#### PROMPT
Rewrite the excerpt about the Cross from "So what does" up to and including "my last post.", putting "heresy" in place of "Gnosticism".

── EXCERPT

Jesus was absolutely a substitute for us on the Cross; this is well-supported by countless N.T. texts. The question is what kind of substitute? Penal S.A would have us believe that Jesus is the wrath-bearer - as though he's essentially jumping in front of God's bullet for us. As I explained in the previous note, I don't find this to be in keeping with the God of Scripture or the Distributive Justice we see the Prophets and Jesus bear witness to.
So what does that leave us? What does the Cross do? Any Christianity without the Cross is essentially Gnosticism (at best). Two things I want to affirm:
- However we understand Sin, we must understand that it's effect on us makes us incapable of saving ourselves. Jesus cannot be just a good moral teacher or an example for us to follow (though he is both of those things), as several of you believed I was stating in my last post.
- Whatever happened at the Cross (and in the Tomb on Resurrection Sunday) reversed the effects of Sin. (Trying to be as vague as possible) The Christ Event (death + resurrection) enables us to participate in God's Kingdom as new (re)creations.
Now, if that's true, how? How did the Cross do that? Here is my take:
In the Garden, we chose Self-determination over Eternal Life. Simply put, we chose to take the power to set the rules, and it killed us. In the Christian vernacular, this choice to act as God is called Sin. Sin produces violence (Genesis 6), and violence produces death. Always. Violence is a product of our decision to place ourselves in the place of God (James 4:1-2). The OT established a temporary fix for this - the Temple Cult and the institution of Animal Sacrifice. And this system is pretty clearly based on some sort of Atonement theory (I'm not sure it's penal) - what goes on in the Temple serves to maintain the created order. In fact, this goes back to Genesis 15 and God's covenant with Abraham. They cut an animal in two and God walks between the pieces. Essentially, they were symbolically saying that if either party broke the covenant, they would be put to death. Thus we have a sort of fix in that we have animals who are substituted for humans (again, possibly penal-ly, possibly not). So in this system, we have violence done by humans that atones for violence done by humans.
But Hebrews argues eloquently that even this system was inadequate. As N.T. Wright points out: Humans were meant to be the priests of creation. They were flawed, and so Israel was chosen to be priests of Humanity. But they were flawed, so the Levites were chosen to be priests of Israel. But they were flawed and so a High Priest was chosen even over them. But even he was flawed.

────
── AVAILABLE DATA

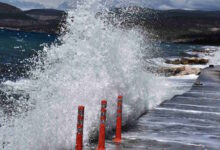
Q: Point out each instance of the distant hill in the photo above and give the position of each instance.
(36, 20)
(182, 26)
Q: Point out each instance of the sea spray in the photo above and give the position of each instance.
(96, 61)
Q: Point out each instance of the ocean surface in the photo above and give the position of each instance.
(44, 78)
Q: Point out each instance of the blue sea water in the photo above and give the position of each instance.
(16, 46)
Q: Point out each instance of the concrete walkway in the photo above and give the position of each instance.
(186, 122)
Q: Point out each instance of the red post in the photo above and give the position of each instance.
(117, 138)
(79, 134)
(101, 145)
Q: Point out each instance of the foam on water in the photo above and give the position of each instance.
(96, 61)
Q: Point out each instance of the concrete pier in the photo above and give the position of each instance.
(188, 121)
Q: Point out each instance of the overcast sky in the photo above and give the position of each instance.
(157, 4)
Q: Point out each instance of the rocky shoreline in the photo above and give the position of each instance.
(186, 65)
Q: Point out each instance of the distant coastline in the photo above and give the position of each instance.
(35, 20)
(176, 26)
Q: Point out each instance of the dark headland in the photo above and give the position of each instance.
(180, 26)
(35, 20)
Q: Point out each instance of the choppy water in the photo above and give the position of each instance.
(95, 61)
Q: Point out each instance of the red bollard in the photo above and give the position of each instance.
(79, 134)
(101, 145)
(117, 138)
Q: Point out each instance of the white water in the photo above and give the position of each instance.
(95, 62)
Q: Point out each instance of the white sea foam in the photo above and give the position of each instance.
(96, 61)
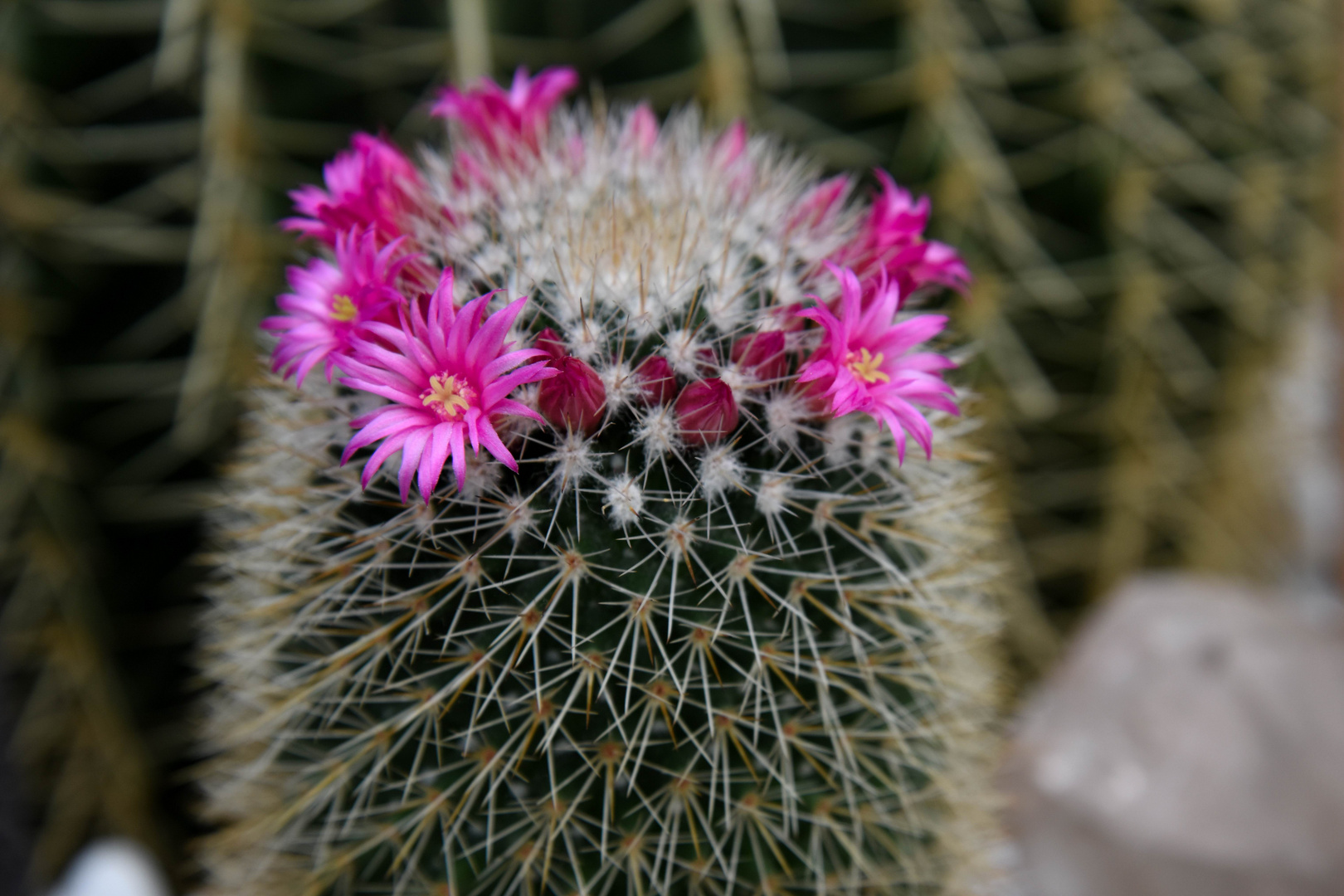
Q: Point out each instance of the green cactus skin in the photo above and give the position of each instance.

────

#### REPLY
So what does that leave us? What does the Cross do? Any Christianity without the Cross is essentially heresy (at best). Two things I want to affirm:
- However we understand Sin, we must understand that it's effect on us makes us incapable of saving ourselves. Jesus cannot be just a good moral teacher or an example for us to follow (though he is both of those things), as several of you believed I was stating in my last post.